■ Assigned task A
According to the calisthenics opinion piece, in what year did Sport e Salute launch the “Sport in the Parks” Project with ANCI?
■ Assigned task B
Repeat the calisthenics opinion piece word for word, everything from "Calisthenics Italy" down to "areas, is outlined.".
BEGIN Document extract
Calisthenics Italy

The Opinion in Tsport 344

Also published in: Tsport 344

With the publication of the final rankings of the municipalities participating in the “Sport in the Parks” Project – launched in 2020 by Sport e Salute in collaboration with ANCI – and the call for tenders for the supply and installation of equipment for sports and body activities in more than 300 urban parks in relation to the aforementioned Project, the consolidation of the objectives – set out in the preamble to the Project itself – of promoting new models of outdoor sports practice, with particular regard to the use of urban green areas, is outlined.

The “free exercise” activity has long emerged outside the body-building gyms and dusty school gyms where poles and wall bars often lie unused.

The race for open-air fitness or calisthenics facilities, variously named by the various public administrators, has accelerated with the restrictions due to the pandemic, which have amplified the desire to move, and to do so outdoors: municipalities can thus offer the opportunity to do sport with a limited investment. And now, with the initiative by Sport e Salute, municipalities that until now had not the opportunity to do so are being given this opportunity.

We have already seen, in previous reports, integrated projects where the space available is organised to meet the needs of different age groups – from games for children to fitness to team games -, but even the small stage of an area equipped with step aerobics, workouts, bars within urban green areas (the project in question envisages a minimum of 200 square metres) is an incentive to healthy muscular activity, an evolution of what was the first elementary “fitness trail”.

Yes, let’s remember that our parks often retain the vestiges of old wooden fitness trails that are no longer usable due to neglect or vandalism; and we would like to take this opportunity to emphasise – as we do on every project occasion – that the “supply and installation” does not complete the task for the user: the care and maintenance of the equipment will be essential so that the system created by “sport in the parks” does not soon become an archaeological park of enamelled and painted (as per the technical specifications) steel poles.
END Document extract
BEGIN Data listing
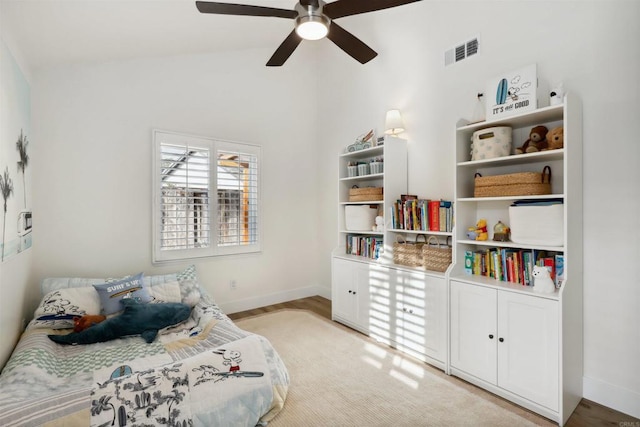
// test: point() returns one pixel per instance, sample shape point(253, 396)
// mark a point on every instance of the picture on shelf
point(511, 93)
END Data listing
BEGIN Data listing
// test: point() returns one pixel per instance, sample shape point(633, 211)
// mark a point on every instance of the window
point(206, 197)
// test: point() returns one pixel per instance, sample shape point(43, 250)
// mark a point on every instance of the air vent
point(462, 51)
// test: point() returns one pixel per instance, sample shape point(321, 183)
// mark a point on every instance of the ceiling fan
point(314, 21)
END Data listing
■ Result A
2020

■ Result B
Calisthenics Italy

The Opinion in Tsport 344

Also published in: Tsport 344

With the publication of the final rankings of the municipalities participating in the “Sport in the Parks” Project – launched in 2020 by Sport e Salute in collaboration with ANCI – and the call for tenders for the supply and installation of equipment for sports and body activities in more than 300 urban parks in relation to the aforementioned Project, the consolidation of the objectives – set out in the preamble to the Project itself – of promoting new models of outdoor sports practice, with particular regard to the use of urban green areas, is outlined.